WHAT YOU HAVE TO DO
Rewrite every line, requests included, starting at the row that contains "of the tidal" and ending at the last row. Move each coordinate value in the answers by -48.

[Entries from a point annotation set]
-----

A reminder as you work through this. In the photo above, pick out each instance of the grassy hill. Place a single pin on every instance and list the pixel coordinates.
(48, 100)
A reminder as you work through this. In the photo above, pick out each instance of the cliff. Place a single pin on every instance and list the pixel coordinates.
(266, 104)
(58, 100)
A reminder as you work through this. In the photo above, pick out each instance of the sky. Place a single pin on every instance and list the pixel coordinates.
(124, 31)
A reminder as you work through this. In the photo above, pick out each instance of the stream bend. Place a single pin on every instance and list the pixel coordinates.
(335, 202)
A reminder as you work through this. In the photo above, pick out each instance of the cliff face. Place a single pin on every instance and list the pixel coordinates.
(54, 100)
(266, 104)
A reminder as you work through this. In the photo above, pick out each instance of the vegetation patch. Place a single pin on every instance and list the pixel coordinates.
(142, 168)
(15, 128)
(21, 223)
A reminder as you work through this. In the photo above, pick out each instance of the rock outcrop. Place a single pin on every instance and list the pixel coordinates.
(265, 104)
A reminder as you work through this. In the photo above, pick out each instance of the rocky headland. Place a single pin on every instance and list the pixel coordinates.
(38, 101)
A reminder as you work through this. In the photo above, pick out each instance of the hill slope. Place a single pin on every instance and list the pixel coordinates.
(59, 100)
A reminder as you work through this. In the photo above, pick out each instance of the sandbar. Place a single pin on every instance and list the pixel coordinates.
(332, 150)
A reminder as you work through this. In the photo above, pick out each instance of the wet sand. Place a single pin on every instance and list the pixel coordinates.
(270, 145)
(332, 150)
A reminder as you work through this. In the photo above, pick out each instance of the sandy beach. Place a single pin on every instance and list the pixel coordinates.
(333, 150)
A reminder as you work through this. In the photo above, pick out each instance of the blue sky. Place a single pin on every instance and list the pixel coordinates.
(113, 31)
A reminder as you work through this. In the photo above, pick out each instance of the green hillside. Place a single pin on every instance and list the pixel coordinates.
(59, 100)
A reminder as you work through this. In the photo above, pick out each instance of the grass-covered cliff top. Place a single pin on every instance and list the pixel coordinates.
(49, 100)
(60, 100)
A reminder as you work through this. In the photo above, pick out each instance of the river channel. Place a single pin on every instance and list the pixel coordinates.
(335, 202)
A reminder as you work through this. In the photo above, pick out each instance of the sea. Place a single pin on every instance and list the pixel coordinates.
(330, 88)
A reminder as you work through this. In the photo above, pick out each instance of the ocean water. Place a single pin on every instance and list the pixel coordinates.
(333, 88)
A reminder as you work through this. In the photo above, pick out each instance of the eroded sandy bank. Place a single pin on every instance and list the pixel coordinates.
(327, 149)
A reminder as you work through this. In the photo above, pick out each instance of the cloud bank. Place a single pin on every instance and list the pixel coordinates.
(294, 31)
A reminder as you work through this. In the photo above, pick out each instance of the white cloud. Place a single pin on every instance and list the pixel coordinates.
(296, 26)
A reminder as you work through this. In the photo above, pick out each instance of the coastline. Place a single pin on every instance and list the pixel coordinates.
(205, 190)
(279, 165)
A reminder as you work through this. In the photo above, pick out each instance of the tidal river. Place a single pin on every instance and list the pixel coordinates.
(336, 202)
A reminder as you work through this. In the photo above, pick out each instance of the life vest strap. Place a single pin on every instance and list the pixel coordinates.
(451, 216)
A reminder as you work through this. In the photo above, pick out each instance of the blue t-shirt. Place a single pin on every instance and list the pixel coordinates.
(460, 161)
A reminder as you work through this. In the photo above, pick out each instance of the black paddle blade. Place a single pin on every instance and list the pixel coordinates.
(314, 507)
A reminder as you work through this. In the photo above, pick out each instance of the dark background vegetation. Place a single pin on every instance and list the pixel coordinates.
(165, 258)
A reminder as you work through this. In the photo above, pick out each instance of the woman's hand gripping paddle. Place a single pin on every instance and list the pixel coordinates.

-----

EXERCISE SOLUTION
A reminder as you work through this. In the photo above, pick out each instance of the tidal river. Place a single pin on every instance and list the pixel coordinates.
(288, 154)
A reminder as you work through this. In the photo above, pick out each instance of the life vest strap. Place a single pin on every instance and list the pixel coordinates.
(403, 168)
A reminder as you work through this. In the photo above, pick out each instance of the blue t-shirt. Place a single pin on every instance and list the pixel coordinates.
(412, 113)
A reminder as you work through this. In the photo above, pick out each instance of the black paddle blade. Place a single pin on every instance and list the pixel coordinates.
(266, 459)
A reminder as you work through this. In the photo above, pick out each instance of the dark background vegetation. Place a single pin on every instance and list the pixel coordinates.
(117, 210)
A reminder as you work through this. In the photo above, pick out each instance of the woman's hand gripping paddle. Place a single pin on every instance and list the pixel coordinates.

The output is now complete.